## Exercise set
**a)** Render into Spanish the following sentence from the revolving note modification: "All capitalized terms used but not defined herein shall have the meanings ascribed to them in the Loan Agreement (defined below)."
**b)** Extend the revolving note modification beyond its final sentence, keeping its formal legal style.

## Supplied passage

----------------

THIRD MODIFICATION TO
AMENDED AND RESTATED REVOLVING NOTE
This Third Modification to Amended and Restated Revolving Note (this
"Modification"), is made as of the 25th day of October, 2002, by and between
CAVALIER HOMES, INC., a Delaware corporation ("Cavalier Homes"), QUALITY
HOUSING SUPPLY, LLC, a Delaware limited liability company, CAVALIER
MANUFACTURING, INC., a Delaware corporation, CAVALIER INDUSTRIES, INC., a
Delaware corporation, DELTA HOMES, INC., a Mississippi corporation, CAVALIER
ENTERPRISES, INC., a Delaware corporation, CAVALIER ASSOCIATED RETAILERS,
INC., a Delaware corporation, QUALITY CERTIFIED INSURANCE SERVICES, INC., an
Alabama corporation, CAVALIER ASSET MANAGEMENT, INC., a Delaware corporation,
CAVALIER MANUFACTURING ASSET CO., INC., a Delaware corporation, CAVALIER
INDUSTRIES ASSET CO., INC., a Delaware corporation, CAVALIER ENTERPRISES
ASSET CO., INC., a Delaware corporation, CAVALIER REAL ESTATE CO., INC., a
Delaware corporation, CIS FINANCIAL SERVICES, INC., an Alabama corporation,
formerly Cavalier Acceptance Corporation (collectively the foregoing are
referred to herein as the "Borrowers") and FIRST COMMERCIAL BANK, an Alabama
banking corporation (the "Lender"). All capitalized terms used but not defined
herein shall have the meanings ascribed to them in the Loan Agreement
(defined below).

----------------

Collected data entries
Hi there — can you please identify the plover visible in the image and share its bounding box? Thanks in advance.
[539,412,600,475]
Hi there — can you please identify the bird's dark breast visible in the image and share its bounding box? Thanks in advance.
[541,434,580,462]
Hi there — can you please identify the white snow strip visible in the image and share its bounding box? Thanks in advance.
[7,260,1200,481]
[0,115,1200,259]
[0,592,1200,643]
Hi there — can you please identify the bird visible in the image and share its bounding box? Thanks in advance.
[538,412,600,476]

----------------

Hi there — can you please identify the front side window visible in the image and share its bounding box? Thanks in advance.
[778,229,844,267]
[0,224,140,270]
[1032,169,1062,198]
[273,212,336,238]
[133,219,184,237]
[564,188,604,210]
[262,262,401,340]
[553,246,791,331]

----------------

## Answers below
**a)** Todos los términos en mayúscula utilizados pero no definidos en el presente documento tendrán los significados que se les atribuyen en el Contrato de Préstamo (definido más adelante).

**b)**
R E C I T A L S:
WHEREAS, Borrowers executed an Amended and Restated Revolving Note
dated as of March 31, 2000, in the original principal amount of $35,000,000.00,
as amended by that certain Modification to Amended and Restated Revolving Note
dated as of September 29, 2000, and as further amended by that certain Second
Modification to Amended and Restated Revolving Note entered into during June
2002 (the "Revolving Note"), pursuant to which Lender made available to
Borrowers a revolving line of credit (the "Revolving Loan"); and
WHEREAS, in connection with the Revolving Loan, Borrowers also executed
an Amended and Restated Revolving and Term Loan Agreement dated as of March 31,
2000 (as heretofore amended, the "Loan Agreement"); and
WHEREAS, in connection with the Fourth Amendment to Revolving and Term
Loan Agreement dated of even date herewith, Borrowers have requested, and Lender
has agreed, to extend the maturity date of the Revolving Loan from November 21,
2003 to April 15, 2005, on the condition that Borrowers enter into this
Modification.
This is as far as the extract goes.